_AIM OF THE EXERCISE_:
Everything from the line containing "shape point(405, 128)" through the line containing "shape point(758, 422)" in the listing below should be copied exactly, and nothing more.

_INPUT MATERIAL_:
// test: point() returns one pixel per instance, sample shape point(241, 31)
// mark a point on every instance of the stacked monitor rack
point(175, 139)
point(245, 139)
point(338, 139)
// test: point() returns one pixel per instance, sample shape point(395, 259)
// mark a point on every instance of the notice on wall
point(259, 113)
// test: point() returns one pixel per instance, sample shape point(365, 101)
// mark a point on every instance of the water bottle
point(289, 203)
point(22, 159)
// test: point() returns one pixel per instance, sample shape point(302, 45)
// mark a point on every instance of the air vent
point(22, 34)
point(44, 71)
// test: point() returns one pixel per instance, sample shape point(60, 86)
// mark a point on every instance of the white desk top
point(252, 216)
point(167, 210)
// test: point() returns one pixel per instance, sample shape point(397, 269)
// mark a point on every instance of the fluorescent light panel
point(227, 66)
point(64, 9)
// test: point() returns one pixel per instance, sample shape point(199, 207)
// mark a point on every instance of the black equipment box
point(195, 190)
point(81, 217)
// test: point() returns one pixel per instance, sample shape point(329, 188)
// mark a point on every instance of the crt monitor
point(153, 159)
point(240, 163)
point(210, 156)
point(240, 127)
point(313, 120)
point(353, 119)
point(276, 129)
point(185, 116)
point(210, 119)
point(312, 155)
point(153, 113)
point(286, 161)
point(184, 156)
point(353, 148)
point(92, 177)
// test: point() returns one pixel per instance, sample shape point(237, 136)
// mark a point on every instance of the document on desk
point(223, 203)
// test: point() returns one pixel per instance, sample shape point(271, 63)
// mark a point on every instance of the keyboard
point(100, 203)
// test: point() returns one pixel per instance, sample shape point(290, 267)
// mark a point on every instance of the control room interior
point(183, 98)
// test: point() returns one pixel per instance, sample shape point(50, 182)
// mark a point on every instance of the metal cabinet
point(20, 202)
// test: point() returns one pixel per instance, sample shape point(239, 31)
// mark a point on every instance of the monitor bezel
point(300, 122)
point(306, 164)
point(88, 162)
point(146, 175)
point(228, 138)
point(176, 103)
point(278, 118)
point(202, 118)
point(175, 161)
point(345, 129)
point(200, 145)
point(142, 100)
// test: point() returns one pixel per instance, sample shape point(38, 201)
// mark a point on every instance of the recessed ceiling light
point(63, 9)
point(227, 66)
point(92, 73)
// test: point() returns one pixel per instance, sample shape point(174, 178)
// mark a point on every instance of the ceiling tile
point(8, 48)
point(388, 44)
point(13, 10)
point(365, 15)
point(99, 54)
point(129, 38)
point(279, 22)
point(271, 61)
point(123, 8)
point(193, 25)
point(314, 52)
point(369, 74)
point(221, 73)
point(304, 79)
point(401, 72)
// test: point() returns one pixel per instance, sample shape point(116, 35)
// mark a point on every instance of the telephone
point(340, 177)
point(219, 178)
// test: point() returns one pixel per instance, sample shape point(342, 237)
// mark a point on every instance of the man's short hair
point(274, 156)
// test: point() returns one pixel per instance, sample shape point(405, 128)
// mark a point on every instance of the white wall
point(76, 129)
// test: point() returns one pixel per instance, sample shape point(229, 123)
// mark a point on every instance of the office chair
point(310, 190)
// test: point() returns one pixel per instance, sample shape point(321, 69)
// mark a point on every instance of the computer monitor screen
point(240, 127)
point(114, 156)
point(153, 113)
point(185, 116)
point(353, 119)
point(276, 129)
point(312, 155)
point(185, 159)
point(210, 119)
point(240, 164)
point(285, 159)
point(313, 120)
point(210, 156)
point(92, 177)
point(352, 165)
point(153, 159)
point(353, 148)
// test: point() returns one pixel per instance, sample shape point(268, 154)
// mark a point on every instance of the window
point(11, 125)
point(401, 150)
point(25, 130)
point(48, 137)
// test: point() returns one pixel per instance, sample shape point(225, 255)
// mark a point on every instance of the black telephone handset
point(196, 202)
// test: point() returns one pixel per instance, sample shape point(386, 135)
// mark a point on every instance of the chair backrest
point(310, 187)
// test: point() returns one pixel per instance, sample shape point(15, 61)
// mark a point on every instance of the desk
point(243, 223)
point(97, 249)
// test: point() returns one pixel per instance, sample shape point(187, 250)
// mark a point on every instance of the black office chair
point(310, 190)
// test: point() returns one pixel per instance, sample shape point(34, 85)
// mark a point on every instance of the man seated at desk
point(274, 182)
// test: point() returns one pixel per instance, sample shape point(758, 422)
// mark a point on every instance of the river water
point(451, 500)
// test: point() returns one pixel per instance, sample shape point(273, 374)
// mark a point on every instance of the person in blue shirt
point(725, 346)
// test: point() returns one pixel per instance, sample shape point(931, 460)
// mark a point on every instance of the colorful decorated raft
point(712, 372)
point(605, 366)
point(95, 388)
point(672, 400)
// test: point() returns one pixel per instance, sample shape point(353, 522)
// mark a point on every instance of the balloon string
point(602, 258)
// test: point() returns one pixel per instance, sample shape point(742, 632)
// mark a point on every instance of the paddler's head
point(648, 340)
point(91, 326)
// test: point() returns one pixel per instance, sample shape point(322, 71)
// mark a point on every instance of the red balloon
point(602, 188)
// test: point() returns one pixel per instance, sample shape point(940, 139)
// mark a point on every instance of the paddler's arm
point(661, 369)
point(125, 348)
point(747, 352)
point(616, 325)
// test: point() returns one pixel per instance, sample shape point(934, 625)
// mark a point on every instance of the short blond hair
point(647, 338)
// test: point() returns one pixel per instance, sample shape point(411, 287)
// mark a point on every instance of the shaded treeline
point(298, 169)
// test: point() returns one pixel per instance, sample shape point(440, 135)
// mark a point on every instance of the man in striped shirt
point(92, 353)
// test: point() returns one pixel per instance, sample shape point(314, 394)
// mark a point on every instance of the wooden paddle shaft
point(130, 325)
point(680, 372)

...

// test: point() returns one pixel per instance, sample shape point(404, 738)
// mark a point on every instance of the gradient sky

* * *

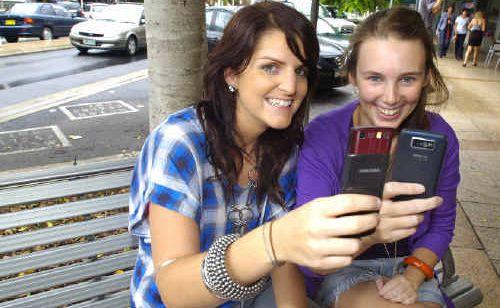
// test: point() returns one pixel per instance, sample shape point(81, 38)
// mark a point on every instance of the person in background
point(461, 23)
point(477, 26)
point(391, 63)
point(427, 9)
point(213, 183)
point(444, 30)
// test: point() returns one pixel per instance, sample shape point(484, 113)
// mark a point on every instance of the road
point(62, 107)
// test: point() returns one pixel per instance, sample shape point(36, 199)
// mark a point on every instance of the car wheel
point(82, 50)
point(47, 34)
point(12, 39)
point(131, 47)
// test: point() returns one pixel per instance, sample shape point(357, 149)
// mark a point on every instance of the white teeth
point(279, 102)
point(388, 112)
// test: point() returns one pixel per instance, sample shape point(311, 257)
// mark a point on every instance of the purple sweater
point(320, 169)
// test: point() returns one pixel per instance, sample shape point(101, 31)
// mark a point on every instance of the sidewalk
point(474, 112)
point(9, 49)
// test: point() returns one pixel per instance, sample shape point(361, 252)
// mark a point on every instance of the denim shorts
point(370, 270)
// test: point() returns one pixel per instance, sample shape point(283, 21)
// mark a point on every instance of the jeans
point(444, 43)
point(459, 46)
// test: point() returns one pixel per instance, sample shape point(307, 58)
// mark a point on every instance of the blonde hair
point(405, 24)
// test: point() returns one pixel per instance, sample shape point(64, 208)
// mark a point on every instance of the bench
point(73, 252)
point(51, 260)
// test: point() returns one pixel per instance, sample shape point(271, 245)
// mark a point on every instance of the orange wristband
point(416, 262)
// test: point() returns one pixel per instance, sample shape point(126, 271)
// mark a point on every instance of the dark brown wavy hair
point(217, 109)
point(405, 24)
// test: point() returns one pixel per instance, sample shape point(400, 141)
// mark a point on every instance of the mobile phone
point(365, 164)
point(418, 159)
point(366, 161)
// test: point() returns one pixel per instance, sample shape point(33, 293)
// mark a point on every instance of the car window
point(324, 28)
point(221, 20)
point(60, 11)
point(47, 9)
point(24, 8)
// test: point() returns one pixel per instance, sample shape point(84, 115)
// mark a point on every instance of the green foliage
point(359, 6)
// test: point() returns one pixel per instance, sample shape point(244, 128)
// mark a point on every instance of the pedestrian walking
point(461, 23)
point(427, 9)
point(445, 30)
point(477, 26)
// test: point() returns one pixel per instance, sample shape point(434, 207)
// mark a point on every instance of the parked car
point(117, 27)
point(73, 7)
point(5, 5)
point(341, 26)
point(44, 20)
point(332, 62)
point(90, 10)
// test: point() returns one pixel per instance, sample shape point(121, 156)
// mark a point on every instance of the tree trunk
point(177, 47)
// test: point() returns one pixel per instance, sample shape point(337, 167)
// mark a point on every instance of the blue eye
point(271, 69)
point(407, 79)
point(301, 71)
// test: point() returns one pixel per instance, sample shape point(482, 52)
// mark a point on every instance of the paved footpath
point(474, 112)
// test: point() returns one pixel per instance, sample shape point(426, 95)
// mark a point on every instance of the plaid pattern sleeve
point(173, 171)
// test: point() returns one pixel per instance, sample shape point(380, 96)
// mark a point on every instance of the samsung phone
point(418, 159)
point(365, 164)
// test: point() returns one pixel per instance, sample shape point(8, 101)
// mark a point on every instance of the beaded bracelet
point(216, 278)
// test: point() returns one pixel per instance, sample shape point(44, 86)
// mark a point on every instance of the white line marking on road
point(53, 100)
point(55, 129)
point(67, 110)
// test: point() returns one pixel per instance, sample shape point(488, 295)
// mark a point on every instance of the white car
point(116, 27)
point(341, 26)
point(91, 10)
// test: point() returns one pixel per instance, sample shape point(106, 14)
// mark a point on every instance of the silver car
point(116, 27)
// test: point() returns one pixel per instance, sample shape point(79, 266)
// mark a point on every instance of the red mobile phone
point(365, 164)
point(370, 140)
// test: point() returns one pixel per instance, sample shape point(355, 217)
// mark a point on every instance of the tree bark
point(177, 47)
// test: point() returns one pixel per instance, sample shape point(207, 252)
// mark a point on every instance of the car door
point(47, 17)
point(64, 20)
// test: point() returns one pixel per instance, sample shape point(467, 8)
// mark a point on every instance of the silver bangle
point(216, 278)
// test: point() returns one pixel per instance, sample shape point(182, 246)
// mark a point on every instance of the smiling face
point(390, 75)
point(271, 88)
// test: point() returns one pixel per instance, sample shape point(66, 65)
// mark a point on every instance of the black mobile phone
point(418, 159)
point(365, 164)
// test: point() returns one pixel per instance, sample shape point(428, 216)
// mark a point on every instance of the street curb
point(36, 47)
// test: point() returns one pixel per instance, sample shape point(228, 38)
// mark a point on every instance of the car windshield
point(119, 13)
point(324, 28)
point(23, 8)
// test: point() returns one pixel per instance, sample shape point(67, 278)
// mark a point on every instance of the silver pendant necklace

_RESULT_:
// test: point() returns one pixel per instance, sample shape point(405, 128)
// mark a point on every instance of the white wall
point(76, 129)
// test: point() returns one pixel per instance, sample shape point(229, 123)
// mark a point on every instance of the office chair
point(310, 190)
// test: point() returns one pixel per instance, sample shape point(321, 69)
// mark a point on every instance of the computer monitor screen
point(240, 127)
point(114, 156)
point(153, 113)
point(185, 116)
point(353, 119)
point(276, 129)
point(312, 155)
point(185, 159)
point(210, 119)
point(240, 164)
point(285, 159)
point(313, 120)
point(210, 156)
point(92, 177)
point(352, 165)
point(153, 159)
point(353, 148)
// test: point() returns one pixel per instance, sample shape point(268, 154)
// mark a point on every instance of the window
point(11, 125)
point(401, 150)
point(25, 130)
point(48, 137)
// test: point() returns one pixel per instance, sample shape point(225, 255)
// mark a point on every instance of the black telephone handset
point(196, 202)
// test: point() returns one pixel per instance, sample shape point(386, 135)
// mark a point on every instance of the chair backrest
point(310, 187)
// test: point() returns one pixel per instance, sample shape point(15, 61)
// mark a point on every instance of the desk
point(243, 223)
point(97, 249)
// test: point() returns one pixel per instance, sample shape point(187, 250)
// mark a point on every instance of the black office chair
point(310, 190)
// test: point() returns one pixel per instance, sample shape point(34, 85)
// mark a point on every instance of the man seated at desk
point(274, 182)
// test: point() returns one pixel per instance, sample shape point(758, 422)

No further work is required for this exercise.